— Start Text —

Like Lugosi's Dracula or Karloff's Frankenstein Monster, the Golem is a role that Wegener, a perfect fit with his bulky frame and Mount Rushmore face, can claim as his own. Presumably satisfied with his work this time around, he at last laid his man of clay to rest and moved on to another marchenfilme, The Lost Shadow (1921), a tale of Hoffman reprising Student of Prague's deal with the devil. The monster itself was revived a year later for Sascha-Film in Austria for The Golem's Last Adventurewhich of course it wasn't. French director Julien Duvivier remade the story again in 1936, and then 20th-century revival It menaced Roddy McDowell in 1967.


More important than these later efforts is the lasting effect that The Golem would have on the next generation of film directors. It's been well documented that Wegener's performance was an inspiration for James Whale's Frankenstein. Whale, Edgar Ulmer and Karl Freund (The Golem's cinematographer), whose classic monsters came to life through learning the lessons of Wegener and his expressionist contemporaries, all owe this film a great debt.

— End Text —
— Start Given records —

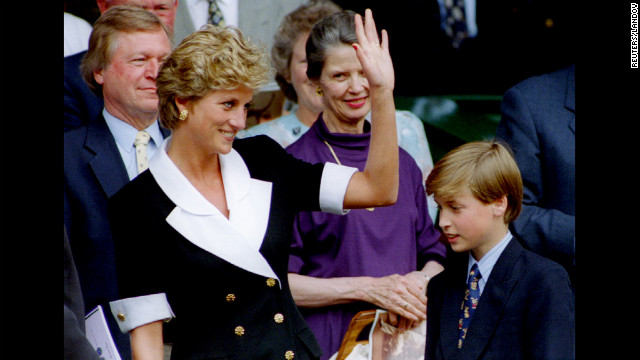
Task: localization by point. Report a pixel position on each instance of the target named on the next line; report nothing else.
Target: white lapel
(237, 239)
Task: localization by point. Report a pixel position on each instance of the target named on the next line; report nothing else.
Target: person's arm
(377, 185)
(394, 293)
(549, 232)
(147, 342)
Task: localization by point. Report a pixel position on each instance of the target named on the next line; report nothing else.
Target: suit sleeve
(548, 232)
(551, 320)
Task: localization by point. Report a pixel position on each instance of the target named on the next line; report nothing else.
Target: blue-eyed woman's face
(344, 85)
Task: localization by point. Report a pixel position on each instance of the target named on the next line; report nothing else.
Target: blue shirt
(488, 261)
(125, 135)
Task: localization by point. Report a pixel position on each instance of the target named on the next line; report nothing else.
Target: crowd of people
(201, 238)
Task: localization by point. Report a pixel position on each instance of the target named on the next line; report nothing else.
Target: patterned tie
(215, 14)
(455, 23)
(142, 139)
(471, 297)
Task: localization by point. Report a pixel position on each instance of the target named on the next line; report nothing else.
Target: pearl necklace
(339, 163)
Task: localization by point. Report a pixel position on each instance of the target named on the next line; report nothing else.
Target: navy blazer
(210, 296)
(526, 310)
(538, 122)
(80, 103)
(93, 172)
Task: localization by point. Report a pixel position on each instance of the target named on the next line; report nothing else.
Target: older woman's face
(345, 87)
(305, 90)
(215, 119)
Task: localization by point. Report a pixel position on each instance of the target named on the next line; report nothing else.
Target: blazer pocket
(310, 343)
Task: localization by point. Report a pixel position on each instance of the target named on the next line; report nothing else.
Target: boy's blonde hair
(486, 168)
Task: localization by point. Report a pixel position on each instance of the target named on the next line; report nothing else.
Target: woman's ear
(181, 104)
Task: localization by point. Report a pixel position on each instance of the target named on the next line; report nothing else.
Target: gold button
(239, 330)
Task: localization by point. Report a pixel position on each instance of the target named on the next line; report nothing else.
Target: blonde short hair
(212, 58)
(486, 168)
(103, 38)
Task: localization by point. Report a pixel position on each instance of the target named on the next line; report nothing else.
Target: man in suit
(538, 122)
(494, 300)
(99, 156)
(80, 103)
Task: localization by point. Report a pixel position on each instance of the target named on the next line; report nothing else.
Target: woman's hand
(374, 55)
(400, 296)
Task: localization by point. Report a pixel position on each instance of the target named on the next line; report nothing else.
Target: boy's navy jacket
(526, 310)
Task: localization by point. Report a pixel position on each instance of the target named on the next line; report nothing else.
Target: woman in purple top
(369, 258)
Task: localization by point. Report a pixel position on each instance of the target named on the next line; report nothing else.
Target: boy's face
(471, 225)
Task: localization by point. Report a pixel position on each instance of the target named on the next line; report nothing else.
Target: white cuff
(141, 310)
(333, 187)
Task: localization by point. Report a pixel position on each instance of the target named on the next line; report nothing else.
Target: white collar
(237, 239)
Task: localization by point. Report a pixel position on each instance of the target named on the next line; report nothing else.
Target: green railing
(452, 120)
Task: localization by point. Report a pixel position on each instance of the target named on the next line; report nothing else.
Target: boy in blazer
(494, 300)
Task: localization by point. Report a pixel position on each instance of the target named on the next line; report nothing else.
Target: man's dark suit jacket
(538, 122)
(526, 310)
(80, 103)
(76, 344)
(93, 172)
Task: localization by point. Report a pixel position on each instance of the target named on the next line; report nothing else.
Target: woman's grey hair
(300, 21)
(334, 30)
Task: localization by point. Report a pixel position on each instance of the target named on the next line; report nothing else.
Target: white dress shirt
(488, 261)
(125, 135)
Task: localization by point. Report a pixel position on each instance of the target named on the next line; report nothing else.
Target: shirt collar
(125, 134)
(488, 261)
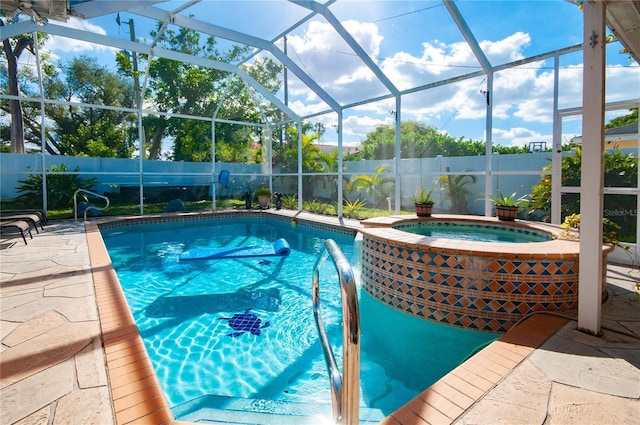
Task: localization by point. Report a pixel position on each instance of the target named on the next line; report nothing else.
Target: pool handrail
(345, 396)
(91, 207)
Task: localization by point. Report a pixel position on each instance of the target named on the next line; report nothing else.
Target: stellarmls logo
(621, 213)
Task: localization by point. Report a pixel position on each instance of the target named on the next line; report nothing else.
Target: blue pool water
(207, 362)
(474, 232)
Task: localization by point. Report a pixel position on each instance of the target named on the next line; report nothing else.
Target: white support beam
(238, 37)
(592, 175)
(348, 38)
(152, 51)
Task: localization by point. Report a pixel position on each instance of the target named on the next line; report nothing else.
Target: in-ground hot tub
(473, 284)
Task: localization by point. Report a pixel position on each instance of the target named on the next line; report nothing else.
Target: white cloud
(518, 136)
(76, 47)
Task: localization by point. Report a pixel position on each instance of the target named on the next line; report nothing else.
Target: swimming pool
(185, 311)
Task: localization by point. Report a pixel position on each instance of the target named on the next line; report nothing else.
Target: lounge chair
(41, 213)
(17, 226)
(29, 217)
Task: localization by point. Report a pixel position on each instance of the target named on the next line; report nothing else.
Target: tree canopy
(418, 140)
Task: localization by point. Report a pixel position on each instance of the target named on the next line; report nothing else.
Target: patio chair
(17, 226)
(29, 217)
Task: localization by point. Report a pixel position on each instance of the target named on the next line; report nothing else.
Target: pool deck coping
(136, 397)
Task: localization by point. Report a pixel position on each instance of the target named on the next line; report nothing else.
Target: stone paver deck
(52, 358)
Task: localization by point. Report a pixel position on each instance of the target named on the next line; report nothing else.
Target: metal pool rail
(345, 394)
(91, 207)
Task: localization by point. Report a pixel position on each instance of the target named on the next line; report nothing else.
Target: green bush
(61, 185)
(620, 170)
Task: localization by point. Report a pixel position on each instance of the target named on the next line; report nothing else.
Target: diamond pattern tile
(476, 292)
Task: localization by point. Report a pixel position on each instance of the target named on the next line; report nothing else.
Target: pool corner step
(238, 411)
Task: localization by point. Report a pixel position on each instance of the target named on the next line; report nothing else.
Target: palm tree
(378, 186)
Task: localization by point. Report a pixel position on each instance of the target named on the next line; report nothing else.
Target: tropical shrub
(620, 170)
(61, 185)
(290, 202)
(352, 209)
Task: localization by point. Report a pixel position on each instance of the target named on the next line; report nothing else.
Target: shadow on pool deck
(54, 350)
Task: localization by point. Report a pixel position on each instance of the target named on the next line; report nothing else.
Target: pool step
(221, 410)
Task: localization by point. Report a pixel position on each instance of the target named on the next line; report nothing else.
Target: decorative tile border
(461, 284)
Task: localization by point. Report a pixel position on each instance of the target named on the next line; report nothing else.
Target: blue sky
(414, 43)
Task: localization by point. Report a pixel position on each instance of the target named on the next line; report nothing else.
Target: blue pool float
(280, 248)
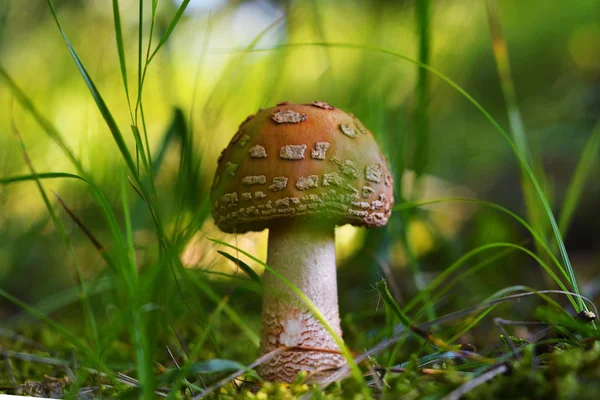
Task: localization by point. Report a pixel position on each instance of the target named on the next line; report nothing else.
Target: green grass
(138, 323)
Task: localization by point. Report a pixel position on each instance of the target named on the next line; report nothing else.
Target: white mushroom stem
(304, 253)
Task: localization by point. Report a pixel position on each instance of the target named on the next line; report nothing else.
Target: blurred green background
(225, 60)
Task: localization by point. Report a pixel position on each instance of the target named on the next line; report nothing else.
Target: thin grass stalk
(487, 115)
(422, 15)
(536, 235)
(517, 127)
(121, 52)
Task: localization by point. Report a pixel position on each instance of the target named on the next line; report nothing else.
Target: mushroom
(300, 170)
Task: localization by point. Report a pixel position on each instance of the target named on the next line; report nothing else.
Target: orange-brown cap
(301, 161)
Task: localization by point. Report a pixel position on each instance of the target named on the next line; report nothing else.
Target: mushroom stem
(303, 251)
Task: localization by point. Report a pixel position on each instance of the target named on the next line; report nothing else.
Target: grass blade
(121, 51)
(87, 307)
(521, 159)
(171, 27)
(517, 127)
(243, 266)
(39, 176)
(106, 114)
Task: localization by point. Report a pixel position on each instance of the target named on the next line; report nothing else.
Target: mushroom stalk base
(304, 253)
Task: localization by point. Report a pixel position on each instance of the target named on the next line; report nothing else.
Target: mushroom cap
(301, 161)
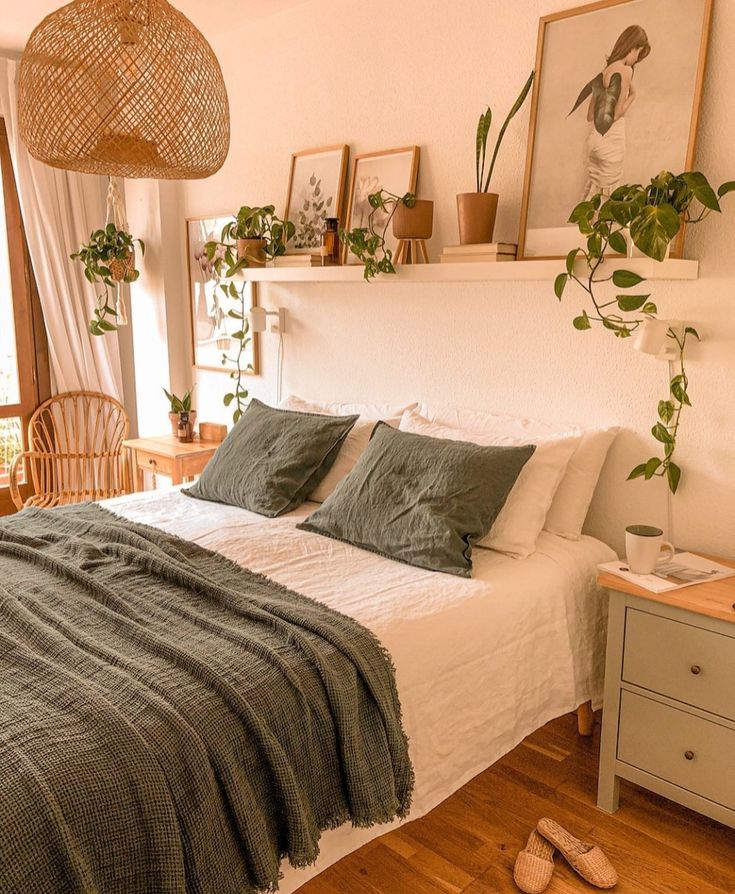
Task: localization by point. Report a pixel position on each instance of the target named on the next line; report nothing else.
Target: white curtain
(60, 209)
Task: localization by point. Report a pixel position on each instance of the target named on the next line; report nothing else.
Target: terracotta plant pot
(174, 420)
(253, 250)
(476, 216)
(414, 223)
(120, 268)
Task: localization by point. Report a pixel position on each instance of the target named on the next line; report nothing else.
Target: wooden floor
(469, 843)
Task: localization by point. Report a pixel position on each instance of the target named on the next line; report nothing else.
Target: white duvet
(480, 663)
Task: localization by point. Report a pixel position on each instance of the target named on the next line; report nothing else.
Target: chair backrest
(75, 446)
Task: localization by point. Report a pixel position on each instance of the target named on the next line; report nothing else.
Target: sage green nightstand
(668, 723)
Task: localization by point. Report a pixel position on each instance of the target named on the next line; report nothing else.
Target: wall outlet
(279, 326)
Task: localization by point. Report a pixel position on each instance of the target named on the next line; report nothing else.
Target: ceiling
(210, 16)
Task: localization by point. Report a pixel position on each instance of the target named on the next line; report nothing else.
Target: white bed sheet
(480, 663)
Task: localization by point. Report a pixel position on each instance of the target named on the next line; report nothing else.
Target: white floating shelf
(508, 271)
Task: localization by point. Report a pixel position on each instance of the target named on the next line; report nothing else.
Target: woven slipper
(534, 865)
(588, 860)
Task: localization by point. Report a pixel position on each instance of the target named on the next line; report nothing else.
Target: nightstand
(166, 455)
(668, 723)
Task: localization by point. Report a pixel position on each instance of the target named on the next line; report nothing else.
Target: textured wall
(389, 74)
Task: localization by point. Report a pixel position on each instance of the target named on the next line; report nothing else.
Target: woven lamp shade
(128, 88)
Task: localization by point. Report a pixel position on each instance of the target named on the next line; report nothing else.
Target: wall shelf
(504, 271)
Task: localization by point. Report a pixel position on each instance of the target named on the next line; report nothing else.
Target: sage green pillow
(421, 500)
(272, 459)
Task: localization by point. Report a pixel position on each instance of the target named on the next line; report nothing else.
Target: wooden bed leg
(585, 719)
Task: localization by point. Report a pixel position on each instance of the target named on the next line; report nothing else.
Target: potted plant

— End Given records —

• _Prompt 1_
In the records, how many lines contain the string "pool"? Answer with the number alone.
• _Prompt 2_
Carry on the passage about The Golem and its influence from the point where it stops.

• _Task result 1_
9

• _Task result 2_
"Golem, your task is done. Become lifeless clay once again, lest the Dark Power seek vengeance..."


End Credits:
Paul Wegener ('A strange creature, named The Golem'), Albert Steinruck (Rabbi Loew), Lyda Salmonova (Miriam, the Rabbi's daughter), Ernst Deutsch (Famulus), Hanss Sturm (Rabbi Jehuda), Lothar Muthel (Florian, a knight), Otto Gebuhr (The Emperor), Max Kronert (The Temple Beadle), Dore Paetzoid (the Emperor's Mistress), Greta Schroeder (Maiden with Rose), Loni Nest (Little Girl).
Screenplay: Paul Wegener and Henrik Galeen, Camera: Karl Freund, Camera Assistant Robert Baberske, Art Direction: Hans Richter, Sets: Hans Poelzig, Costumes: Rochus Gleise, Music Score: Hans Landsberger, Producer: Paul Davidson.
Union-Film, Germany
Running time 85 mins.

Availability:
The Golem (Kino Video)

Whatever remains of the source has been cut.